**Saved data entries**
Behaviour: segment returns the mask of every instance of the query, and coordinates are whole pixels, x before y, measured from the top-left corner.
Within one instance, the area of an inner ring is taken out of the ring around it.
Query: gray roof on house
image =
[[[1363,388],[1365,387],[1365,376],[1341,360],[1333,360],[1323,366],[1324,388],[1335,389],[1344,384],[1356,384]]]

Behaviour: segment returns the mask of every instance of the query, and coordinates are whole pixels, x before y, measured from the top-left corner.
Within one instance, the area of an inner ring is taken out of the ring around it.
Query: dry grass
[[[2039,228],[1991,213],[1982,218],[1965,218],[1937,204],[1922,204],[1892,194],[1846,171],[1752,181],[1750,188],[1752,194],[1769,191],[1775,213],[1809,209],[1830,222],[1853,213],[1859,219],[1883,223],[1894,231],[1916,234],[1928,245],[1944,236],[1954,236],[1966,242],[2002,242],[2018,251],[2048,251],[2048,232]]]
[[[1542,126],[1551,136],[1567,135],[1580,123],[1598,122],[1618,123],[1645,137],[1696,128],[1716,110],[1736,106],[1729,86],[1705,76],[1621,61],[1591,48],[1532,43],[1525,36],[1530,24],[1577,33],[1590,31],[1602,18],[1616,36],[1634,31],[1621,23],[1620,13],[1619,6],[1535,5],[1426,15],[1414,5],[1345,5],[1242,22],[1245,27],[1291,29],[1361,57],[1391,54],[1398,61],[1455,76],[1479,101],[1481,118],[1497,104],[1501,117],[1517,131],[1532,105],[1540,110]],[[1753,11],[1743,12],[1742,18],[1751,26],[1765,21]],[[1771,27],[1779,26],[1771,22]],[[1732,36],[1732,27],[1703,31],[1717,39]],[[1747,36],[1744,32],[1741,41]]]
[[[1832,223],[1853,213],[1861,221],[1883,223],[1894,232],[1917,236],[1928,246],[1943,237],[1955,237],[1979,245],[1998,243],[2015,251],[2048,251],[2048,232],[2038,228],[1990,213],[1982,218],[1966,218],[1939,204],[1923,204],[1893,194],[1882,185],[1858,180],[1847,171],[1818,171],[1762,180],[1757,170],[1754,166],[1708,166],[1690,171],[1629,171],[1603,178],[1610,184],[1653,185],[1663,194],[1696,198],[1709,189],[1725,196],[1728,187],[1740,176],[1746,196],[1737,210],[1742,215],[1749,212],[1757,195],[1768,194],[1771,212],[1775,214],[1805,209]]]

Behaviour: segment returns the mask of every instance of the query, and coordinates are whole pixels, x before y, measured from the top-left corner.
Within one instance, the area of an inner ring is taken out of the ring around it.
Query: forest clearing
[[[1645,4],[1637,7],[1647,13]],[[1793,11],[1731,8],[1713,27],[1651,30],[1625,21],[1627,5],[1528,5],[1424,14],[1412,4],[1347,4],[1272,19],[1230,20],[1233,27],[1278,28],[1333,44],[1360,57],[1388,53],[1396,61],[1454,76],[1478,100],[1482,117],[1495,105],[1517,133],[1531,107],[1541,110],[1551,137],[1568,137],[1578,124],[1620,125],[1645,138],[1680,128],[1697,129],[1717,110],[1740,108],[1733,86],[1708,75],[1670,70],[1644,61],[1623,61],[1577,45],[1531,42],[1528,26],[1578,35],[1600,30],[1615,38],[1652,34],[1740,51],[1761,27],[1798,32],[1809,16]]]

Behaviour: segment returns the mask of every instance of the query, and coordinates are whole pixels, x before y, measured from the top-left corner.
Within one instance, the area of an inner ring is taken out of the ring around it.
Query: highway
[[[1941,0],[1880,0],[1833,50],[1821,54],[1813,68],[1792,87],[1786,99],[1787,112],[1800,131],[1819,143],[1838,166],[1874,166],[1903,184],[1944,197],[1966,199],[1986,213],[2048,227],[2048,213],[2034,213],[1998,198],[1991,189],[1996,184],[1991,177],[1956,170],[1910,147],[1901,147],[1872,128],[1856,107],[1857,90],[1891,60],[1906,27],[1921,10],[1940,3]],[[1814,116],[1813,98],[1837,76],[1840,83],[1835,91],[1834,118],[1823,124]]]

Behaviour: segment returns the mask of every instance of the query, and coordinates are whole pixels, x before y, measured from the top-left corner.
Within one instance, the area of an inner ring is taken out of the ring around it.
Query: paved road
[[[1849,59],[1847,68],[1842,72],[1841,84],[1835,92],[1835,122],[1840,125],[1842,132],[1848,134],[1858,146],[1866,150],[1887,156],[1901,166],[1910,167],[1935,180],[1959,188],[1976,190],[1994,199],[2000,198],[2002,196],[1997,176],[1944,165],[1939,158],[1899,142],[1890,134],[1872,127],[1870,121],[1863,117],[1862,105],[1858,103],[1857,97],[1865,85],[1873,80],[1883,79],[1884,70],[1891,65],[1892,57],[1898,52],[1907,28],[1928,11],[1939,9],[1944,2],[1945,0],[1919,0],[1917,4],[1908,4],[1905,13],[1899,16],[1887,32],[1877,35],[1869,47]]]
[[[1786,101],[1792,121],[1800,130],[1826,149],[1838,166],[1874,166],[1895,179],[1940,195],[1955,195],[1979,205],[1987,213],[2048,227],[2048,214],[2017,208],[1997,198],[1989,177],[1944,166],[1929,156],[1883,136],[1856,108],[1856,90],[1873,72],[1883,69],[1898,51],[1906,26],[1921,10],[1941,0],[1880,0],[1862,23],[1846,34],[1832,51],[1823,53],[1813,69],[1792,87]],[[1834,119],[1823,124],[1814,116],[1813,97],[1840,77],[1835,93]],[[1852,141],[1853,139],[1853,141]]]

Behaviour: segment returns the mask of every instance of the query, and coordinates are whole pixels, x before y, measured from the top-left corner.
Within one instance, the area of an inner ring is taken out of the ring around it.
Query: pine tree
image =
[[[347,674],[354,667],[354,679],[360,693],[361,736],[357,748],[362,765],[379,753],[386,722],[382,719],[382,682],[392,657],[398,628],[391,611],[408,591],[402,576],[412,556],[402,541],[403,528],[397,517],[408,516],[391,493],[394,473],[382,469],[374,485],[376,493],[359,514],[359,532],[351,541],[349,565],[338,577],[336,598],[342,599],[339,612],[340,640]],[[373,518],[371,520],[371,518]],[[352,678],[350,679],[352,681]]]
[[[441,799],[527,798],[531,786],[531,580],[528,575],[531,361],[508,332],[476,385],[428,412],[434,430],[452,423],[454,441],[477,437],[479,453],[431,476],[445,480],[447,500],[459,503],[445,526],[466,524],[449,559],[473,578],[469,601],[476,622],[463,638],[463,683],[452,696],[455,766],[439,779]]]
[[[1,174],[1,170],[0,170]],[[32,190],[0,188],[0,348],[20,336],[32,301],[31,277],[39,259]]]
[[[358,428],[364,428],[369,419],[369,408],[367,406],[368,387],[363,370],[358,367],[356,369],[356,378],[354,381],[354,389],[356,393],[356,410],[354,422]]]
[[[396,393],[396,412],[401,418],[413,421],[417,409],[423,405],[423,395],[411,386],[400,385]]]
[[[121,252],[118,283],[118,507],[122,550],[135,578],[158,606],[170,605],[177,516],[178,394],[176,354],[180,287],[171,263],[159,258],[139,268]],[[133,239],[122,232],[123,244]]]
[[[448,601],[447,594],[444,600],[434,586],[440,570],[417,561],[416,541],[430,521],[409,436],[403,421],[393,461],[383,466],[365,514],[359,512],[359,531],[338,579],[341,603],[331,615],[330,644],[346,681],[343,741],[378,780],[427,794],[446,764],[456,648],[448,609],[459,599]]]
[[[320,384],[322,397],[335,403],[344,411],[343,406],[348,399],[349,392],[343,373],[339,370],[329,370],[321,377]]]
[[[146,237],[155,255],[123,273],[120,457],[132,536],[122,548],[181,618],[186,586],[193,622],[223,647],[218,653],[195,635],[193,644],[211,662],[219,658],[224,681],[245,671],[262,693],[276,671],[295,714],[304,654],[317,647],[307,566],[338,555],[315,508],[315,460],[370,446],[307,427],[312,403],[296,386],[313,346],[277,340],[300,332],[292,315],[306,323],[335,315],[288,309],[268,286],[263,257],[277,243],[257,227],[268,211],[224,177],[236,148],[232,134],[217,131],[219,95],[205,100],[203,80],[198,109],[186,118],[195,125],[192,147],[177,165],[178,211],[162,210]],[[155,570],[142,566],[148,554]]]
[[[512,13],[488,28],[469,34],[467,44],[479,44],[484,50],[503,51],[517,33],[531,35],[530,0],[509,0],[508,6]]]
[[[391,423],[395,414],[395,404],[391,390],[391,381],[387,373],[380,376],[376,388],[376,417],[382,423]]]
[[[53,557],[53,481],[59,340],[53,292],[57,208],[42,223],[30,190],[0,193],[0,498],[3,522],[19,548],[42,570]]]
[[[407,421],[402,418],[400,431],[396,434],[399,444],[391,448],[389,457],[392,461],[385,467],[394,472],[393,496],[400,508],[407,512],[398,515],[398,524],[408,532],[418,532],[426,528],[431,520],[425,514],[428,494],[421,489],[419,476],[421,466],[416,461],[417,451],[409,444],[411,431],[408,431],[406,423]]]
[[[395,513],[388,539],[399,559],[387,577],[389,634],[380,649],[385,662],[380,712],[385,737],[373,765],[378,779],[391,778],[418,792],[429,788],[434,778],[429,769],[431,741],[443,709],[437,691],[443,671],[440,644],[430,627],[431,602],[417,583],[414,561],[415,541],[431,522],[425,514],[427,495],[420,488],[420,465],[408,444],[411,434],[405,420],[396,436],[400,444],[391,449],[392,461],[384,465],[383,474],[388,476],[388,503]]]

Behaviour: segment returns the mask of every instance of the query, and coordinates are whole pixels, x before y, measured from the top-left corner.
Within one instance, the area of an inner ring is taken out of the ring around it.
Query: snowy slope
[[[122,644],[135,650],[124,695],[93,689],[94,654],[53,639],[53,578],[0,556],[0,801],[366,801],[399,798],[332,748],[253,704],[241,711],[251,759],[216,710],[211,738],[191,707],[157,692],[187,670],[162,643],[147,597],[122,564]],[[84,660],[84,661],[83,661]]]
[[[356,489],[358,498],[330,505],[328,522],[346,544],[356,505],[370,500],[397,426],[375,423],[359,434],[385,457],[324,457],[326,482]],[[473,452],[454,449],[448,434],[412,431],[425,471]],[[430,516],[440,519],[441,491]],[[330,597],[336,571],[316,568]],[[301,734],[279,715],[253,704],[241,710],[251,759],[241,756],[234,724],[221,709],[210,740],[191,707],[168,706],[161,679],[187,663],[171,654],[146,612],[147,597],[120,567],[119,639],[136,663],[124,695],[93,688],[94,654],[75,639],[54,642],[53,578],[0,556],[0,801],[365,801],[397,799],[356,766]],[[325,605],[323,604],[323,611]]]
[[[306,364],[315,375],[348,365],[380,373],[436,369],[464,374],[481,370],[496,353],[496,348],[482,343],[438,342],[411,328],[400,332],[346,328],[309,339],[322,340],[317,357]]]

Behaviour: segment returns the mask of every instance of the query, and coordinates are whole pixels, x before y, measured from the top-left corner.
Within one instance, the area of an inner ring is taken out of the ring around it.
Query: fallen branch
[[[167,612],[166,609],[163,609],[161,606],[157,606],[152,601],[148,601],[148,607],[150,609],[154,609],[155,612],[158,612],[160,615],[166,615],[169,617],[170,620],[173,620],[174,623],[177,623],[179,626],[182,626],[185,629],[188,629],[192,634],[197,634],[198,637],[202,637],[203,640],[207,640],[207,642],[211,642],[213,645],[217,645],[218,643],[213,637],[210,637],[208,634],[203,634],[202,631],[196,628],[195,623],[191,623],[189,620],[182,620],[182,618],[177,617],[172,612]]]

**WHAT THE TASK REQUIRES**
Your task is to repeat the records exactly. Begin at their first line and stop after the line containing "Query: gray roof on house".

**YOUR SOLUTION**
Behaviour: segment returns the mask of every instance of the query, and coordinates are whole pixels, x before y, measured from the top-left corner.
Within one instance, the area of an inner ring is taken out of the ring around it.
Query: gray roof on house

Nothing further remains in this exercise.